Supplied data:

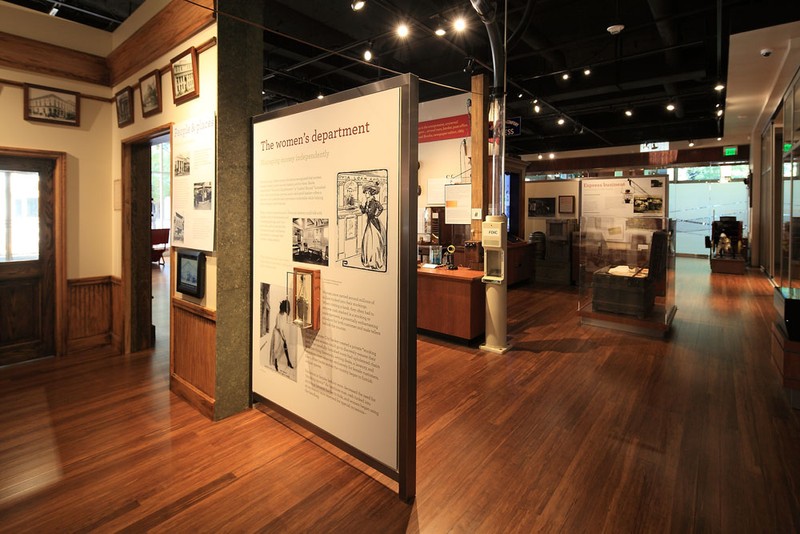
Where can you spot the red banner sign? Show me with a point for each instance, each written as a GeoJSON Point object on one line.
{"type": "Point", "coordinates": [446, 128]}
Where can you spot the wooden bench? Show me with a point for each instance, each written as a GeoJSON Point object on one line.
{"type": "Point", "coordinates": [159, 239]}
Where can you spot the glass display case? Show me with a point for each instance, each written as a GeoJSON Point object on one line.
{"type": "Point", "coordinates": [626, 273]}
{"type": "Point", "coordinates": [787, 294]}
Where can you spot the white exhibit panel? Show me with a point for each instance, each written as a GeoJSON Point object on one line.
{"type": "Point", "coordinates": [194, 183]}
{"type": "Point", "coordinates": [327, 197]}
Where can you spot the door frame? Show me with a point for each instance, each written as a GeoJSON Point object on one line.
{"type": "Point", "coordinates": [59, 160]}
{"type": "Point", "coordinates": [132, 314]}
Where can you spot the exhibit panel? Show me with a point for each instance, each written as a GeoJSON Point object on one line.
{"type": "Point", "coordinates": [626, 256]}
{"type": "Point", "coordinates": [332, 255]}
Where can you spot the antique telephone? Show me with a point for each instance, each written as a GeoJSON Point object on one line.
{"type": "Point", "coordinates": [448, 257]}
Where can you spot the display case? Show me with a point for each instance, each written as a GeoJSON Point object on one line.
{"type": "Point", "coordinates": [626, 274]}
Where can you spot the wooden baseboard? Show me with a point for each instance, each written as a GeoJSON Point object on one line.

Problem statement: Reproduce every line of the data above word for word, leaving out the picture.

Written response:
Where can you spot the red banner sign? Show me with a point for each instance, each written as a GeoJSON Point object on one line.
{"type": "Point", "coordinates": [446, 128]}
Where can you spot the wooden bench? Show me with a point for each instance, each written as a GeoJSON Point object on one line.
{"type": "Point", "coordinates": [159, 239]}
Where can you spot the glass display case? Show me with a point for each instance, each written as a GeoJSON Point object on one line.
{"type": "Point", "coordinates": [626, 273]}
{"type": "Point", "coordinates": [787, 294]}
Where can you spot the white exhibit panel? Show me with a point for each instance, each written as a GeoJSON Point object on one line.
{"type": "Point", "coordinates": [194, 183]}
{"type": "Point", "coordinates": [327, 197]}
Where can you spot the door frame? Show me with a point for each instance, each written as a GeoJSON Point object on one line.
{"type": "Point", "coordinates": [59, 160]}
{"type": "Point", "coordinates": [132, 314]}
Where can you spot the exhibit panel? Show me with a point for each instance, each written as a GeoJSON Point object on one line.
{"type": "Point", "coordinates": [626, 256]}
{"type": "Point", "coordinates": [332, 255]}
Where can you spot the antique telephone? Show me with a point for each instance, each written as a GeoJSON Point object on one line.
{"type": "Point", "coordinates": [448, 257]}
Where can you spot the display case? Show me with a point for each instance, each written as a GeoJSON Point object on one line.
{"type": "Point", "coordinates": [626, 274]}
Where can you spot the wooden baseboard? Show me with a point for each instance, each written as a GeoJSON Point object on one line.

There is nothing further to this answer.